### DOCUMENT SECTION ###

Sharon Tyndale (January 19, 1816 – April 29, 1871) was the Secretary of State of Illinois, United States, from 1865 to 1869. His tenure is notable for his redesign of the Great Seal of the State of Illinois.

Background
Born in Philadelphia, Pennsylvania, Tyndale moved to Belleville, Illinois in 1833 and worked in the mercantile business. He moved back to Philadelphia and worked in the mercantile business with his father. In 1845, he moved to Peoria, Illinois and studied to be a civil engineer. In 1857, Tyndale was elected County Surveyor of St. Clair County, Illinois. President Abraham Lincoln appointed Tyndale postmaster of Belleville, Illinois in 1861. From 1865 to 1869, Tyndale served as Illinois Secretary of State, as a Republican. After Tyndale left office, he stayed in Springfield, Illinois and worked for Gilman, Clinton and Springfield Railroad doing a survey. His brother was Hector Tyndale, a United States Army officer.

Seal of the State of Illinois
In 1867, Tyndale himself requested that the Illinois General Assembly authorize a redesign of the seal, with one key suggestion, that the words of the motto (State Sovereignty, National Union) be reversed (to National Union, State Sovereignty). The legislature did authorize the redesign but specifically required the redesign to maintain the motto's word order. Then they gave Tyndale responsibility for the redesign. Tyndale overhauled the Great Seal, but he did so in a manner that appeared to thwart the legislature's intent. His new seal featured a twisted banner, which caused the word "sovereignty" to be upside down, albeit, in the order required by the legislature. Tyndale's banner has remained in place, with only minor changes, since 1868.

### DATA SECTION ###

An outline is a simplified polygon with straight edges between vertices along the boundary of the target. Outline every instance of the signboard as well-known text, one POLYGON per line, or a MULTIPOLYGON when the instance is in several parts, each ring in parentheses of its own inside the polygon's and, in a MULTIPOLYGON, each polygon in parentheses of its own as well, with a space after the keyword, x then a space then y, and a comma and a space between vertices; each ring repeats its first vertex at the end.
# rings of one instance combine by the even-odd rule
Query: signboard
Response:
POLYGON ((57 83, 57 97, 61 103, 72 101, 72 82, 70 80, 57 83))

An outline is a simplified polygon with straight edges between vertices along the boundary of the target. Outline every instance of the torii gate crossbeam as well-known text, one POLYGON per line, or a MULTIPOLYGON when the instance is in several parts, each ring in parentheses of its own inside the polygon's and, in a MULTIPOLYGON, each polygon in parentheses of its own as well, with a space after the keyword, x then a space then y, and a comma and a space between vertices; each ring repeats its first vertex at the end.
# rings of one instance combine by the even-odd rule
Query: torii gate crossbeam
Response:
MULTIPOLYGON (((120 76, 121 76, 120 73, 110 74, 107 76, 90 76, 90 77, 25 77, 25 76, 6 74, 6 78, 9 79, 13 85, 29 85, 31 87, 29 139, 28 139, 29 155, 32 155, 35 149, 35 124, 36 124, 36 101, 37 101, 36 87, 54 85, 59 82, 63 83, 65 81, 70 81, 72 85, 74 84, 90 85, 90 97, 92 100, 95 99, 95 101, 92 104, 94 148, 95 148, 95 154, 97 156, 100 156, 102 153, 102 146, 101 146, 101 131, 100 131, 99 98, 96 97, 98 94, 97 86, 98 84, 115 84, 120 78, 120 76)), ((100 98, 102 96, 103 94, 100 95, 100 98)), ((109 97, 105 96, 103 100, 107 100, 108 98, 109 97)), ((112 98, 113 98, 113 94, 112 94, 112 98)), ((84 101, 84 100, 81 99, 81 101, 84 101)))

###

WORK INSTRUCTIONS: Translate this sentence from the Sharon Tyndale biography above into Spanish: "Tyndale's banner has remained in place, with only minor changes, since 1868."

COMPLETE ANSWER: La cinta de Tyndale ha permanecido en su lugar, con solo cambios menores, desde 1868.